Return every one of the following rows word for word, but leave out the pictures.

-- Start of Data entries --

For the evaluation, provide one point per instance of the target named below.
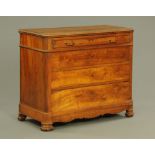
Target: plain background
(142, 125)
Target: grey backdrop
(142, 125)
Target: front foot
(129, 112)
(46, 127)
(21, 117)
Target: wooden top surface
(69, 31)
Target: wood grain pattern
(75, 31)
(90, 76)
(32, 79)
(71, 73)
(89, 58)
(73, 100)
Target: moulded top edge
(70, 31)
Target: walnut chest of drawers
(75, 72)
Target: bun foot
(129, 112)
(46, 127)
(21, 117)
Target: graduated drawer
(91, 57)
(88, 98)
(90, 76)
(92, 40)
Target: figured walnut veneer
(75, 72)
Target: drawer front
(93, 57)
(90, 76)
(90, 40)
(73, 100)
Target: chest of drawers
(74, 73)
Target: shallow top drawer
(90, 40)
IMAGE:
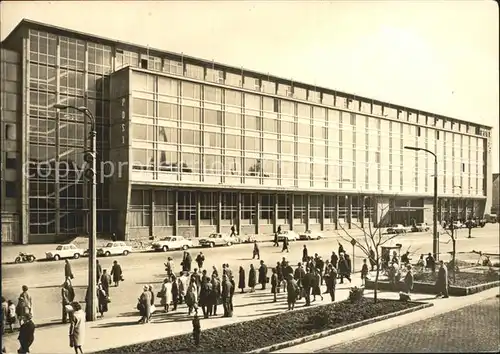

-- End of Data entries --

**Correct answer:**
For the evaluation, provide one point per instance of the target named below.
Target: plain background
(142, 125)
Target: grey backdrop
(142, 125)
Target: front foot
(129, 112)
(46, 127)
(21, 117)
Target: wooden top surface
(69, 31)
Target: wood grain pattern
(75, 31)
(90, 76)
(32, 79)
(71, 73)
(89, 58)
(73, 100)
Target: moulded top edge
(70, 31)
Target: walnut chest of drawers
(75, 72)
Target: bun foot
(129, 112)
(46, 127)
(21, 117)
Target: graduated drawer
(91, 57)
(88, 98)
(90, 76)
(92, 40)
Target: figured walnut veneer
(75, 72)
Target: drawer front
(93, 57)
(90, 76)
(90, 40)
(73, 100)
Target: chest of drawers
(74, 73)
Target: shallow top drawer
(90, 40)
IMAGE:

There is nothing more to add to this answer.